BEGIN

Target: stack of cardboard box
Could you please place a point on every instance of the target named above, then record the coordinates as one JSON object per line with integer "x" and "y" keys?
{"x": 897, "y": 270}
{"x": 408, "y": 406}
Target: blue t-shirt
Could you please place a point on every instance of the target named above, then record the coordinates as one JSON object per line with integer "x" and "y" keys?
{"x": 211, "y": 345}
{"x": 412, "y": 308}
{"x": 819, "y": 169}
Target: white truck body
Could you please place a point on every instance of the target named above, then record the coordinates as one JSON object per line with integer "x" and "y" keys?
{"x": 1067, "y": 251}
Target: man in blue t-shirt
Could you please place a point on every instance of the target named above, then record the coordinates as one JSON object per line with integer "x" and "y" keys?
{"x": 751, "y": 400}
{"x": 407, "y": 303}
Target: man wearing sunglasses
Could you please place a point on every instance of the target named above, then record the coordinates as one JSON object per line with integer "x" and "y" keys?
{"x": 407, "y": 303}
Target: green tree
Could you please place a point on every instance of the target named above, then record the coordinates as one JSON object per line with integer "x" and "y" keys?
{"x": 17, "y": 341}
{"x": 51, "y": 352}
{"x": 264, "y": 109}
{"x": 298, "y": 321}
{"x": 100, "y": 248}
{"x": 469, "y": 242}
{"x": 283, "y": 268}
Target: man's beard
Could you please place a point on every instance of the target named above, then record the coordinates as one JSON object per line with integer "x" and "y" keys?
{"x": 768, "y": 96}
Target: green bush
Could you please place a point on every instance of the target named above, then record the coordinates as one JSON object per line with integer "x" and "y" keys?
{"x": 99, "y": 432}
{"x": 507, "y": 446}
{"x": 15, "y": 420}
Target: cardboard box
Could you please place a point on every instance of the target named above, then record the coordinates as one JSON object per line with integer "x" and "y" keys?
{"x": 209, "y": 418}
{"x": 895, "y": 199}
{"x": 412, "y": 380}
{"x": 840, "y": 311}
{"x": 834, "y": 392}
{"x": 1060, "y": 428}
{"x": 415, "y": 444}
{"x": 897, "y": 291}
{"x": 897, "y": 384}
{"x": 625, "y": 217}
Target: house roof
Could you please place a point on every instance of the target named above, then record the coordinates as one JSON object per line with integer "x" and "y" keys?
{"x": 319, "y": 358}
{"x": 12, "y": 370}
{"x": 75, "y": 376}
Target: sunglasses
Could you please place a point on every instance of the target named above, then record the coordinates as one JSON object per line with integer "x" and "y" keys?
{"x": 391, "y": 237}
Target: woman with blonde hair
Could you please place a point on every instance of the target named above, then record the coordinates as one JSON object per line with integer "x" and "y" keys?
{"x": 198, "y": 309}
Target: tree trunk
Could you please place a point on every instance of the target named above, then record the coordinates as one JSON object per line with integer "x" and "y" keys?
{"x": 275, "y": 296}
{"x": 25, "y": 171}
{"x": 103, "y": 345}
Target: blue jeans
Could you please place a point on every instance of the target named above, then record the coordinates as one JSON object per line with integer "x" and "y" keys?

END

--- What to produce ---
Reproduce exactly, with nothing added, the lines from the one that contains "Target: house roof" to the end of the data.

--- Result of this exercise ---
Target: house roof
Could you please place a point on every instance of the target named above, then record the coordinates as one JSON object per line with integer "x" and "y" keys?
{"x": 319, "y": 358}
{"x": 12, "y": 370}
{"x": 75, "y": 376}
Target: sunglasses
Could you please place a point on every instance of the target named above, then record the coordinates as one JSON object per line with integer "x" and "y" keys?
{"x": 391, "y": 237}
Target: woman with blonde hair
Could you please place a point on every instance of the target named above, then record the coordinates as one JSON object per line with integer "x" and "y" keys?
{"x": 198, "y": 309}
Target: tree trunk
Could you please place a point on every instance of the target named above, then record the coordinates as one JSON object per line with integer "x" and "y" keys?
{"x": 275, "y": 296}
{"x": 25, "y": 171}
{"x": 103, "y": 345}
Target: blue jeans
Could you please place a point on every instance of the target named above, then record the coordinates as one JSON object per line with integer "x" and "y" keys?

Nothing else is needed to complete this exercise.